→ **Questions on the material**
A) In the article about the Melbourne bar, how much is the booking fee that the bar introduced for reservations?
B) Continue the article about the Melbourne bar's no-show booking fee from its last sentence.

→ **Given text**
§ §

A bar in Melbourne has taken harsh action in response to a “selfish” act it claims nearly crippled its business days after re-opening post lockdown.
Thirteen of the 20 people that made a reservation at Cherry Bar in the inner city for Thursday night never showed up, adding further strain to the barely surviving cocktail bar.
The bar took to social media in response to the disappointing no-shows, explaining it was crucial to its survival that it hosted its maximum capacity each night, which in accordance with Covid rules, was only 20 people.
“Cherry can only host 20 people inside at the moment. We have been taking bookings with no entry fee and no cancellation fee. Getting the full 20 people (that's a mere 8% of our licensed capacity) is critical,” the post to Facebook on Friday read.
“Last night of the 20 bookings, 13 were ‘no shows’. This is heartbreaking.”
The bar said it was left with no choice but to introduce a non-refundable booking fee to dissuade people from not fronting up to their reservation.
“From today (Friday) we just have to introduce a $25 booking/holding fee, which will not be refunded if you don't turn up,” the post read.
“When you cripple us by booking and then not attending, well ... we have to charge you $25 for not allowing us to fill one of our coveted spots. Seem fair?”
The post received a huge reaction, with more than 2000 people responding and nearly 500 leaving a comment.

§ §

→ **Dataset content**
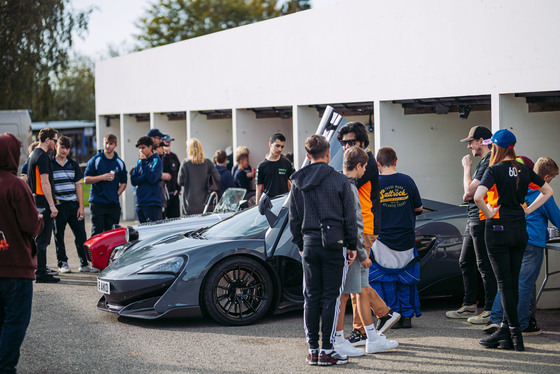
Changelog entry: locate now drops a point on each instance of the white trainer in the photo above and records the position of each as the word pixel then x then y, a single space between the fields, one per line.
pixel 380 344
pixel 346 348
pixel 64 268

§ §

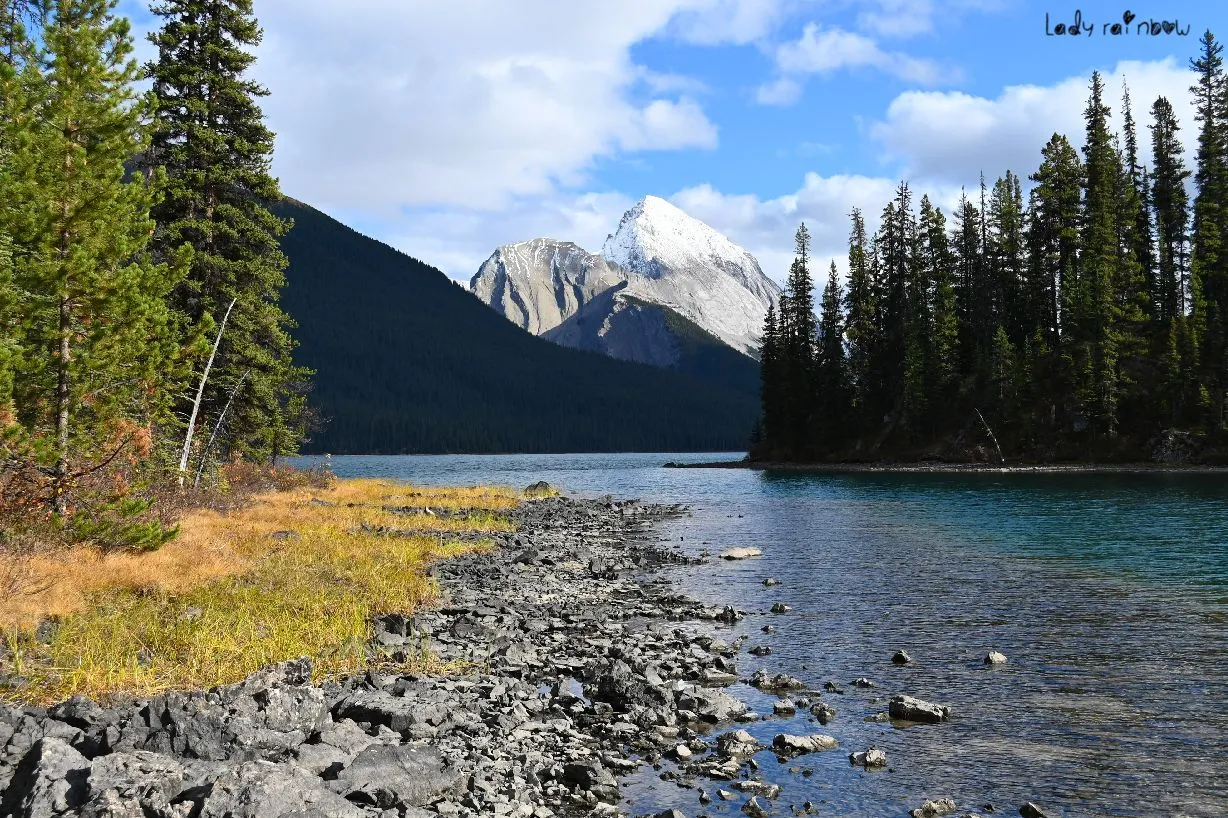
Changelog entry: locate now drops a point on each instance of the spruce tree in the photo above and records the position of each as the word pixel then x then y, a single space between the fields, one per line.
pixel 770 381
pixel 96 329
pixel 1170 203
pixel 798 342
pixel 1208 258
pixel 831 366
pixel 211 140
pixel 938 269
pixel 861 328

§ §

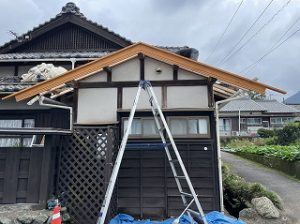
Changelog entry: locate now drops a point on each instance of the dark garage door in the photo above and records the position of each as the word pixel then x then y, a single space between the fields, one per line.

§ §

→ **Written answers**
A) $25

B)
Many people seemed to be equally as peeved at the no-shows, condemning their selfish behaviour and encouraging the introduction of a booking fee.
“I think that is more than fair and to those 13 people who did a no-show! That's just plain rude and selfish,” one person wrote.
“That is terrible! You have to charge a non refundable booking fee,” another said.
“Why would anyone do that after all these months of lockdown. Poor form. Hell yes sometimes there is a legitimate reason for not showing up but have the decency to ring. Booking fee and no refund definitely,” a third added.
Melbourne restaurants, cafes, pubs and retail stores reopened their doors from 11.59pm on Tuesday, for the first time 15 weeks.
Victoria reported one new case of coronavirus on Saturday.
It comes after the state recorded four new cases of coronavirus on Friday as its 14-day rolling average rose to 2.6 from 2.4, while mystery cases over a two-week period fell to two from four.
It was the first time the city’s 14-day rolling average rose in 17 days.